Extract exactly the range of lines bounded by the line containing "Identify each instance of the blue gym" and the final line of the listing, both ends included, and no other lines.

===

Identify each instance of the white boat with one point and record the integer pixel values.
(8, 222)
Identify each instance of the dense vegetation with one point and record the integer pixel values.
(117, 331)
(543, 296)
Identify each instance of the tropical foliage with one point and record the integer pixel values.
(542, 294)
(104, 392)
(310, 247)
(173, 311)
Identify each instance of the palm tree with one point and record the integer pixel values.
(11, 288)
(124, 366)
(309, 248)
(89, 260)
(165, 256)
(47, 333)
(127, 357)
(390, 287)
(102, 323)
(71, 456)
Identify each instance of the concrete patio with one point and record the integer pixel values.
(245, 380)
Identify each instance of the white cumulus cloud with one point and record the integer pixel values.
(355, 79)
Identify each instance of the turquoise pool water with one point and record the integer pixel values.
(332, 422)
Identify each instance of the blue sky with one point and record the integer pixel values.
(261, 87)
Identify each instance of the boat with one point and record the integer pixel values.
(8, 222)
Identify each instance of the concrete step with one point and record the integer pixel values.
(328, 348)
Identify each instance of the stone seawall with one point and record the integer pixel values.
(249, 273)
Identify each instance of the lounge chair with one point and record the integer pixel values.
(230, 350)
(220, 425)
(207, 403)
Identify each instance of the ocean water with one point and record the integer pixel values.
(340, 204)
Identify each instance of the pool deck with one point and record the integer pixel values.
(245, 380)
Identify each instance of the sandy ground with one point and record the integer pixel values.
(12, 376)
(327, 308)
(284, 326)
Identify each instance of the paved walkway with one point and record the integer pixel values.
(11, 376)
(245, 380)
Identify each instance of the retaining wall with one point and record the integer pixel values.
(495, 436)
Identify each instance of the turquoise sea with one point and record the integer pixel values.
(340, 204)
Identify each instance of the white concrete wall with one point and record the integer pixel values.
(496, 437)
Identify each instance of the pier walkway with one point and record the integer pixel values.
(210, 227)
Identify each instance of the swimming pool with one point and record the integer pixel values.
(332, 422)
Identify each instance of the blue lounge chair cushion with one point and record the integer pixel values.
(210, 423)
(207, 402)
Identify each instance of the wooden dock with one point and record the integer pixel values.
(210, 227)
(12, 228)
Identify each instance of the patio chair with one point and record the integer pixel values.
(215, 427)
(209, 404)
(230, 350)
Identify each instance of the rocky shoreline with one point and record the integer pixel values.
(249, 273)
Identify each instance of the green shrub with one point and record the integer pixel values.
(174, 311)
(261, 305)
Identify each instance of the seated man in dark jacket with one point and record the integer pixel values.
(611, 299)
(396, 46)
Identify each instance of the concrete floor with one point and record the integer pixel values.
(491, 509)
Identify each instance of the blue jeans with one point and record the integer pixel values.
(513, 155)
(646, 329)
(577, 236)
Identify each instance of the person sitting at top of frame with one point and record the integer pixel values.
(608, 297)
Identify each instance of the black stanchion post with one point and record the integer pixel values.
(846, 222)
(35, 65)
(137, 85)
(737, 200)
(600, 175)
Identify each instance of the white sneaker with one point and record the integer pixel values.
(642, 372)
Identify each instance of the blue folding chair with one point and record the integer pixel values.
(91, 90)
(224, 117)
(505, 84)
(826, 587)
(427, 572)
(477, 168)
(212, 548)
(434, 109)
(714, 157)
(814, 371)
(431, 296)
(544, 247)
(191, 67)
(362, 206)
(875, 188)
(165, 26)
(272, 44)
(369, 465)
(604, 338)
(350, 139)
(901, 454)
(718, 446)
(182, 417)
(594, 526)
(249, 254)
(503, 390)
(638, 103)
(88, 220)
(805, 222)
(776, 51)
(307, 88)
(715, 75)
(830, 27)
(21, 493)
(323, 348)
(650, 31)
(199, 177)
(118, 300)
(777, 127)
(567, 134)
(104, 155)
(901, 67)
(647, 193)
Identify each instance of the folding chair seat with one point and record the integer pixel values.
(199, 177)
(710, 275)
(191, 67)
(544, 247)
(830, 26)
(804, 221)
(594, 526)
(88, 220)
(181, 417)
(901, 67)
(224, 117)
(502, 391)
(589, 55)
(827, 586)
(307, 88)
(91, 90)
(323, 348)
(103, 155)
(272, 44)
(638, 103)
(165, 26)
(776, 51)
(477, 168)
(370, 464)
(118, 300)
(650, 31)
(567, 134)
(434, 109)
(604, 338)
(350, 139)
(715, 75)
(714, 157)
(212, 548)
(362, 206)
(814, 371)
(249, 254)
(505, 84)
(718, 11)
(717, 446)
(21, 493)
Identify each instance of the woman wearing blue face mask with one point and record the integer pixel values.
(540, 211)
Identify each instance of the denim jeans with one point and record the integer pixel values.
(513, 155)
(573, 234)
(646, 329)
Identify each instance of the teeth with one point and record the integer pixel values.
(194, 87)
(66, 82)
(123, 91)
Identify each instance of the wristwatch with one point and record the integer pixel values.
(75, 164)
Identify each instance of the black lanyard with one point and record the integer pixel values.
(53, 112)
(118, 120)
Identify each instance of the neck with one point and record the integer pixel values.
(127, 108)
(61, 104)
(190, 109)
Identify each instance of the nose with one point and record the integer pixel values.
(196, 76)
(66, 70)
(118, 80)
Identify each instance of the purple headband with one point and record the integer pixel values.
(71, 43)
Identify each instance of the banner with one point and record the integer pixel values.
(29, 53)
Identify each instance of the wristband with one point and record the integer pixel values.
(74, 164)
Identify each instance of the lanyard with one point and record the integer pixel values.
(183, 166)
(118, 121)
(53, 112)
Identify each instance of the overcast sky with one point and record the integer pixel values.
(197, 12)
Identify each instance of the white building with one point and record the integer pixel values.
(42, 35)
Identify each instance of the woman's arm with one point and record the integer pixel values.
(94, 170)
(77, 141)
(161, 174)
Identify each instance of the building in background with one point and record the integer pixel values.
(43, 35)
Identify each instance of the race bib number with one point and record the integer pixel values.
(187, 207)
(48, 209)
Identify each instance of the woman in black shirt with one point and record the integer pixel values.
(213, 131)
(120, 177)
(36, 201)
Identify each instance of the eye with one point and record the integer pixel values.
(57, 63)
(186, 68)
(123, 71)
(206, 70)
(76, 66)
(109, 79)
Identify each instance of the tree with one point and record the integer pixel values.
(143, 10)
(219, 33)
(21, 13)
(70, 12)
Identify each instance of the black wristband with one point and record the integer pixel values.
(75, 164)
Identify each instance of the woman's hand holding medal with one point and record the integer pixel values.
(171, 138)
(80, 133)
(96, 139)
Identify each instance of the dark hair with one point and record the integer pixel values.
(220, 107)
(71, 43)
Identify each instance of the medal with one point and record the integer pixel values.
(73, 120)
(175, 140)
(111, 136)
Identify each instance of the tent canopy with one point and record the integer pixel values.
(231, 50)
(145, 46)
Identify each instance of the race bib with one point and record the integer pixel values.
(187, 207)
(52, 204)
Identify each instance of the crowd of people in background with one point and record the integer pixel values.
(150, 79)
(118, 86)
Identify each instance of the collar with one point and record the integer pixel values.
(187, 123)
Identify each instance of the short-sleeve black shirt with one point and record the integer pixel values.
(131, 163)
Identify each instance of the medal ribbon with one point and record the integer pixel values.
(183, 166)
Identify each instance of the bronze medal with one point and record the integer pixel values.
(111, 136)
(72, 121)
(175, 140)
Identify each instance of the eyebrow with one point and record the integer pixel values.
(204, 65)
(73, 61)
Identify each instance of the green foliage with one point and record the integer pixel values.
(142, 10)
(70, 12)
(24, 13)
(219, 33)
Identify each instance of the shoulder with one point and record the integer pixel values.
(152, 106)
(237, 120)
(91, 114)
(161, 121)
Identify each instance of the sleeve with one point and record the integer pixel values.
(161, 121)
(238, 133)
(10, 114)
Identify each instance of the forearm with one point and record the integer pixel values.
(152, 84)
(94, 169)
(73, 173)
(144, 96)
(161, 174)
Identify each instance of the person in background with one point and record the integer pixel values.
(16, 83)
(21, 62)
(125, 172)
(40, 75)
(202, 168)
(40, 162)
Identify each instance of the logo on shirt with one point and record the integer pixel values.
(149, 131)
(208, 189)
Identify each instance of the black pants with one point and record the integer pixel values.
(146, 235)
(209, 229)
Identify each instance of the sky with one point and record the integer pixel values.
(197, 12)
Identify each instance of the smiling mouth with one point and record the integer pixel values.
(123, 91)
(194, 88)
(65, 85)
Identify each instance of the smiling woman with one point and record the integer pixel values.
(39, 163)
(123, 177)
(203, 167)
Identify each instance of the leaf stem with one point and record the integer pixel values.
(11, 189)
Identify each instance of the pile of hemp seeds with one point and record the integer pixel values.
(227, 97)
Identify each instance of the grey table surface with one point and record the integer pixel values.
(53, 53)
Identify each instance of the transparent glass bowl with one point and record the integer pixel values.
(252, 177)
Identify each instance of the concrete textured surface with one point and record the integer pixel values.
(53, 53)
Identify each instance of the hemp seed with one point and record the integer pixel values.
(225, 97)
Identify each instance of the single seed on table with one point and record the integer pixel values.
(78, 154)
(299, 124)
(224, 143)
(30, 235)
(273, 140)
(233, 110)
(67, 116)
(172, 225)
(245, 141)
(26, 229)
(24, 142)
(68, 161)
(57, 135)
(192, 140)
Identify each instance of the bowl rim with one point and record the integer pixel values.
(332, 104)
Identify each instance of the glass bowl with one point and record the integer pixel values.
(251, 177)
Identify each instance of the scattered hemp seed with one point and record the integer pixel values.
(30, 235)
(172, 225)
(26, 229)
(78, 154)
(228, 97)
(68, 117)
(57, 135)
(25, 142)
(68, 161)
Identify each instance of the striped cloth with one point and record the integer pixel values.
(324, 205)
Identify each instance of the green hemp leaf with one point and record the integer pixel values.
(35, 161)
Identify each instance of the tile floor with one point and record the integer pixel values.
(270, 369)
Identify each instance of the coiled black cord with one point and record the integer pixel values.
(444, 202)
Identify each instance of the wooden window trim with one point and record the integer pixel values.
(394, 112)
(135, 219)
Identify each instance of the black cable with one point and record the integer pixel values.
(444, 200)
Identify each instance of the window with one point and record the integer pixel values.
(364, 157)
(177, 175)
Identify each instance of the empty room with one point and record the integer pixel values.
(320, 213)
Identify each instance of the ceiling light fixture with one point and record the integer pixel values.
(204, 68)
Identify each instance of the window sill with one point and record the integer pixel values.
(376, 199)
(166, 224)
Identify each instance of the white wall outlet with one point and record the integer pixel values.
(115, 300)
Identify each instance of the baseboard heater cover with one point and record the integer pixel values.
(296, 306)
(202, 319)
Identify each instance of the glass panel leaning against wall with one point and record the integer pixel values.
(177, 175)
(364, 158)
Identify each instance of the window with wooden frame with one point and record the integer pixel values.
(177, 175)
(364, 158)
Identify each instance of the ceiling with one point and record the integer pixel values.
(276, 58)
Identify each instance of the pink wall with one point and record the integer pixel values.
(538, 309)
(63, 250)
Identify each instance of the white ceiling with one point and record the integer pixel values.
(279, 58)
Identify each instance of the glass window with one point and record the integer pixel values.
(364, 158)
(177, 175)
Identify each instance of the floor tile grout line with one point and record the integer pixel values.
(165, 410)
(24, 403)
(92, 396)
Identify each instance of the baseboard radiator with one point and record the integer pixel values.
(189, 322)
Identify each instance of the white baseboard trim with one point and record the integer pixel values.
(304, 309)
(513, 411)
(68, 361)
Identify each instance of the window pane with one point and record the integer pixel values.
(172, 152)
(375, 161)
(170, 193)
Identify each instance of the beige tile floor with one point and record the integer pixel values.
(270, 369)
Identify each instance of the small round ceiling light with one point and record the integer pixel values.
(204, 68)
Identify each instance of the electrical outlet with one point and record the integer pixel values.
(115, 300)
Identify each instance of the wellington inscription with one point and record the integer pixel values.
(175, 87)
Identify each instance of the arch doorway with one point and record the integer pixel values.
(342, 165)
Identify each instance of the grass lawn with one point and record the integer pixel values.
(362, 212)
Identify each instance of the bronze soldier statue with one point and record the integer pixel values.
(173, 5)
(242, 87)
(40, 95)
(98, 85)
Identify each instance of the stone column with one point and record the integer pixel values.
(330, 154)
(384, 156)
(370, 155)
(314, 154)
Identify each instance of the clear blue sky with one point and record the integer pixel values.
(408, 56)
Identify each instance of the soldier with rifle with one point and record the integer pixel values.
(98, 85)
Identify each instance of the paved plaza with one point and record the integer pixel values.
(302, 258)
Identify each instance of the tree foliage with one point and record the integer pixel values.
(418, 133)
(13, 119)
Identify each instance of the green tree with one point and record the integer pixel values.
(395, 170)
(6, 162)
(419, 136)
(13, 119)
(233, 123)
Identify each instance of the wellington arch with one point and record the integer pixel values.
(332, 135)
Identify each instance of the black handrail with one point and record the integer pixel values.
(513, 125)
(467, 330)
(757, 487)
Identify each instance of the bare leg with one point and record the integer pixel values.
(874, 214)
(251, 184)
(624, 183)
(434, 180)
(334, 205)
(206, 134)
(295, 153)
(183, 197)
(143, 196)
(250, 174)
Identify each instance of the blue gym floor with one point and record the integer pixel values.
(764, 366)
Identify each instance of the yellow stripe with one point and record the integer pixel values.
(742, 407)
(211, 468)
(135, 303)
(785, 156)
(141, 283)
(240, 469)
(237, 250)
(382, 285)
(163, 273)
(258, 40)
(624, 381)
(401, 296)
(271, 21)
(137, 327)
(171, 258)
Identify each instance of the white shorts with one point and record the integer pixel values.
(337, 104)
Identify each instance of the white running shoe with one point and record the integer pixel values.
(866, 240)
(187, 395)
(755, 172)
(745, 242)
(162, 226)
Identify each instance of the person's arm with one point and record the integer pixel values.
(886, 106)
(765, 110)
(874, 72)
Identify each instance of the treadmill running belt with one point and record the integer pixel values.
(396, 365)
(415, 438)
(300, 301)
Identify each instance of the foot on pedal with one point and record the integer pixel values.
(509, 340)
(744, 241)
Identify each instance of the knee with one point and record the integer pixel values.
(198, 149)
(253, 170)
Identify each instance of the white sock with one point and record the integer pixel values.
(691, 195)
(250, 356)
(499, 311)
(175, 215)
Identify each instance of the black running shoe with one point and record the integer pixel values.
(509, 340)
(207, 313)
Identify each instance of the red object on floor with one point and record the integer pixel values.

===

■ **REPLY TO THE TASK**
Identify each instance of the blue gym floor with one point and record the integer pixel values.
(764, 366)
Identify each instance of the yellow stripe with one point and record the integer pixel values.
(742, 407)
(211, 468)
(135, 303)
(785, 156)
(141, 283)
(240, 469)
(237, 250)
(382, 285)
(163, 273)
(258, 40)
(624, 381)
(401, 296)
(271, 21)
(137, 327)
(171, 258)
Identify each instance of the white shorts with one point and record the integer pixel values.
(337, 104)
Identify each instance of the white running shoe with one point and record the integer pixel values.
(866, 240)
(187, 395)
(755, 172)
(745, 242)
(162, 226)
Identify each instance of the person's arm with one point and record the integer pixel values.
(886, 106)
(765, 110)
(874, 72)
Identify each instance of the treadmill running belt with one point and record the integer pixel values.
(396, 365)
(415, 438)
(300, 301)
Identify each instance of the foot on pedal with one point and record the integer pixel values.
(509, 340)
(744, 241)
Identify each instance of the knee with one point and record the integer pixel values.
(198, 149)
(253, 170)
Identify each instance of the white sock with one point and record the integer pixel values.
(691, 195)
(250, 356)
(499, 311)
(175, 215)
Identify each instance of the black running shoe with one point and record the integer pixel values.
(509, 340)
(207, 313)
Identify each instance of the red object on floor with one point and record the integer pixel values.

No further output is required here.